The answer must be every line below that contains the string "wheel".

(Stored records)
■ ■ ■

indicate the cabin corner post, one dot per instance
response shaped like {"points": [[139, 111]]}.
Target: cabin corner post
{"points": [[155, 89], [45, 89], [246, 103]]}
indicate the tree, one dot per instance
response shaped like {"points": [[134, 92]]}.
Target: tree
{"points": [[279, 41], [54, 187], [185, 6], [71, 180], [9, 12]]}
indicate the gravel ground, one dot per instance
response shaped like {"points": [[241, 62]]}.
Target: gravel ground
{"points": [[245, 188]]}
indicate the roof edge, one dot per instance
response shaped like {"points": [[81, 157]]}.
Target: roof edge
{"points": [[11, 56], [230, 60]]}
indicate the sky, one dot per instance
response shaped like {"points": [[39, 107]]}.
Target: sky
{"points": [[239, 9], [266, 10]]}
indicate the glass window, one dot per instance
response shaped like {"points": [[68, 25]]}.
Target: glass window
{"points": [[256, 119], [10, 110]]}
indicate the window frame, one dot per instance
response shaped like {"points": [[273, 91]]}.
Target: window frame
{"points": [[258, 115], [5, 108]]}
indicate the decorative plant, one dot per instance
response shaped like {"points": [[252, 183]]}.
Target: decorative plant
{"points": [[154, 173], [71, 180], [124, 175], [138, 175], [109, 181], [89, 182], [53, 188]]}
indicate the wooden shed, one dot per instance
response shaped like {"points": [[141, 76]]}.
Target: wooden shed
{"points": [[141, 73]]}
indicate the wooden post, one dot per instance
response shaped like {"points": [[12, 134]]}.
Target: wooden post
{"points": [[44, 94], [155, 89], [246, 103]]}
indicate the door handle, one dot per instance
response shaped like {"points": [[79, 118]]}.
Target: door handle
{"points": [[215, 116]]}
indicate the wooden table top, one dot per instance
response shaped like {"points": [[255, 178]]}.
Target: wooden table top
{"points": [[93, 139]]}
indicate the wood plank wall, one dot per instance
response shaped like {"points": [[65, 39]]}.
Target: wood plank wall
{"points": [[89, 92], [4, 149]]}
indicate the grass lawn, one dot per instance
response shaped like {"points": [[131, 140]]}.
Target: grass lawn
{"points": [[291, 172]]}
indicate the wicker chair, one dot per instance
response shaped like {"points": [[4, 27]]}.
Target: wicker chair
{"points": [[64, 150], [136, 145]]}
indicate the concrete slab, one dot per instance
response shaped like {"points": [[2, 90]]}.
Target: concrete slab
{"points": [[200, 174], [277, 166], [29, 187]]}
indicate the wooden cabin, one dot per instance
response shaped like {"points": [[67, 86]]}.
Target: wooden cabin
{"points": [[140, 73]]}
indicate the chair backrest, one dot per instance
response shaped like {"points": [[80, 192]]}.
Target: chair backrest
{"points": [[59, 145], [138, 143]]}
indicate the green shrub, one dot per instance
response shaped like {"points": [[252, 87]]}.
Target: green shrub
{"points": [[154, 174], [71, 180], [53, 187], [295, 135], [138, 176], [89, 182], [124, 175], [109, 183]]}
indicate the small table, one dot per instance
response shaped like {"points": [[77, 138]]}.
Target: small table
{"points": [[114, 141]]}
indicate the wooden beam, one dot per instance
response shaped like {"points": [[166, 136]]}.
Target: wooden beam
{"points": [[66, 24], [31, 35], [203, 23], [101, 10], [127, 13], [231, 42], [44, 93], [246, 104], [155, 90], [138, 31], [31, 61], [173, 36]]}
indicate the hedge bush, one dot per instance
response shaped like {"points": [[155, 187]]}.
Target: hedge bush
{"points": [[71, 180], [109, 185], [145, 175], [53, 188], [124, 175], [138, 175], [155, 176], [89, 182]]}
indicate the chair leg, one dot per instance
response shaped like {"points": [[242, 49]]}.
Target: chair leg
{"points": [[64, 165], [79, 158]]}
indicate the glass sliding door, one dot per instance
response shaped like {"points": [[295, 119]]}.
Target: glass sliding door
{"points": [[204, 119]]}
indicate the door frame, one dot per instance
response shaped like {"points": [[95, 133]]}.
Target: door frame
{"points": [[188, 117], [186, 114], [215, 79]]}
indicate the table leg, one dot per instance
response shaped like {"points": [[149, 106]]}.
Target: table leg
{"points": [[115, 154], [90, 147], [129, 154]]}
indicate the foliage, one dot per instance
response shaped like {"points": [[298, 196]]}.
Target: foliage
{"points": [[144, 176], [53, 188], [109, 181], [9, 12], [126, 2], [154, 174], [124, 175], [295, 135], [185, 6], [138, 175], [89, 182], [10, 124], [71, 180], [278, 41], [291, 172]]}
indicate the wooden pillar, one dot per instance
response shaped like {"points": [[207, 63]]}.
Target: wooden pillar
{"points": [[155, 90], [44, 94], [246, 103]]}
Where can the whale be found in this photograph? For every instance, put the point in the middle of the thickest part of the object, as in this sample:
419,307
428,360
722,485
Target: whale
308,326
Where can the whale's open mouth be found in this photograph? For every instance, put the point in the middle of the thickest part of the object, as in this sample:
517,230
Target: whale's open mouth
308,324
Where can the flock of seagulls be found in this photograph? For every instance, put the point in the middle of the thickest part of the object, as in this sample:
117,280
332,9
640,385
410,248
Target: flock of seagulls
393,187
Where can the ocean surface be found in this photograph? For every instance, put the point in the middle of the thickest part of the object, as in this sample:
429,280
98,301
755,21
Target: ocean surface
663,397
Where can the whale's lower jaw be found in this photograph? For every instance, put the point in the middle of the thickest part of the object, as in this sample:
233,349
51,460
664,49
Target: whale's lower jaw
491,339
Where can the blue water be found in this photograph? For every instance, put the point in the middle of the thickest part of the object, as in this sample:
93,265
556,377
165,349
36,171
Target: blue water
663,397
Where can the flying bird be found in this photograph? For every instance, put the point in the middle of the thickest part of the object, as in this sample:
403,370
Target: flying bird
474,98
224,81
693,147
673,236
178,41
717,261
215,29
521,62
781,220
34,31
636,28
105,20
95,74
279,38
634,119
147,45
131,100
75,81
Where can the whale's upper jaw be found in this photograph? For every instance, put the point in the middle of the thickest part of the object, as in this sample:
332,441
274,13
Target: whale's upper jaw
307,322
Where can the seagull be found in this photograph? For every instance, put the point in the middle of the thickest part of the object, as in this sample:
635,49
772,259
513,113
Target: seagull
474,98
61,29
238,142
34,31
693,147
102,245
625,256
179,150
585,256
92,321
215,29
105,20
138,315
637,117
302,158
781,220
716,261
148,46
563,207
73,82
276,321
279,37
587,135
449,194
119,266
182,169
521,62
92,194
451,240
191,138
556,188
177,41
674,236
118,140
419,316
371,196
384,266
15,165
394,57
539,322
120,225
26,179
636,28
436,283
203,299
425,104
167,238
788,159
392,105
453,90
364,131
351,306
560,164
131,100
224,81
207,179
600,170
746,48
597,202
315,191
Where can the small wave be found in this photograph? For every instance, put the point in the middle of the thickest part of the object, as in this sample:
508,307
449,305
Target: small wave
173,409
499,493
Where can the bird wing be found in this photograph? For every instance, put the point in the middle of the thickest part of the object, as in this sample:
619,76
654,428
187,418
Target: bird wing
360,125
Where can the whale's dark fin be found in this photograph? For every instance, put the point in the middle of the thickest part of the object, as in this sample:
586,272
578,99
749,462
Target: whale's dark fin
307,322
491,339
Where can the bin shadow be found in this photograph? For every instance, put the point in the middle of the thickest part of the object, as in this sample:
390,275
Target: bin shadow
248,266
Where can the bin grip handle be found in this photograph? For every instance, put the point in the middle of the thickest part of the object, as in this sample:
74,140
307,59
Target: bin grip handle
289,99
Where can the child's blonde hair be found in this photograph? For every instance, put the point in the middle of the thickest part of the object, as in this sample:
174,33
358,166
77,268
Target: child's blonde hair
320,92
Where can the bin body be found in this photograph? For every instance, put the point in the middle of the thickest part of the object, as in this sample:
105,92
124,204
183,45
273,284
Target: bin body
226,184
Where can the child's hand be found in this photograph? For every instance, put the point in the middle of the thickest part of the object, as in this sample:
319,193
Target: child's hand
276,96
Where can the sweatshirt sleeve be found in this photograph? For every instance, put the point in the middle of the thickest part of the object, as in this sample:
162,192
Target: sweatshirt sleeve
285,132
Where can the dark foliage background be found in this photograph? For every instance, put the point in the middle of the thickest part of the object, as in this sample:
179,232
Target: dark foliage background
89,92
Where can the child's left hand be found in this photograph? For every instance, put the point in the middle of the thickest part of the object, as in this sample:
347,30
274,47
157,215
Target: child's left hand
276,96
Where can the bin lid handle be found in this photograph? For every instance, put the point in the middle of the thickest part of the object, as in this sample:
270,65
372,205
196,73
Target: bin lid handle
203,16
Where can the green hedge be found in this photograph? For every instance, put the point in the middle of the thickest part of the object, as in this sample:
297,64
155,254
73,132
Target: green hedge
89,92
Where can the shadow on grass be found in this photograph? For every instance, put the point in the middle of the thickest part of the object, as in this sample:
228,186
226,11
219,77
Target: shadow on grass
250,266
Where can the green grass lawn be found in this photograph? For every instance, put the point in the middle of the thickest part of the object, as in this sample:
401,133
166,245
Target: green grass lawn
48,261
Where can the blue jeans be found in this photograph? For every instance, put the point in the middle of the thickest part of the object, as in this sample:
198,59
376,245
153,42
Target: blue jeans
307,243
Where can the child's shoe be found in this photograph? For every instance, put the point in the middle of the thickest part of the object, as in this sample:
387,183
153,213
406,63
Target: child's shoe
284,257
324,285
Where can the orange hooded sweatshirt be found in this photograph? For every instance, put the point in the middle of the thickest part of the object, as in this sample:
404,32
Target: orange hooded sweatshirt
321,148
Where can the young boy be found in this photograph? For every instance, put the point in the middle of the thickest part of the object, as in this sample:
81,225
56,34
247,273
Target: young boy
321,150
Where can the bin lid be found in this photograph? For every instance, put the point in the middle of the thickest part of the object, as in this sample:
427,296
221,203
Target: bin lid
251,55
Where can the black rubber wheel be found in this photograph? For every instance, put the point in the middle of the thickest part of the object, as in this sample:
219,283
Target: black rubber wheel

■ ■ ■

**TASK RESULT:**
Where can the black rubber wheel be found in this photograph? For every instance, put the point in the middle of the thickest part of the object, as in this sample:
Target: black rubber wheel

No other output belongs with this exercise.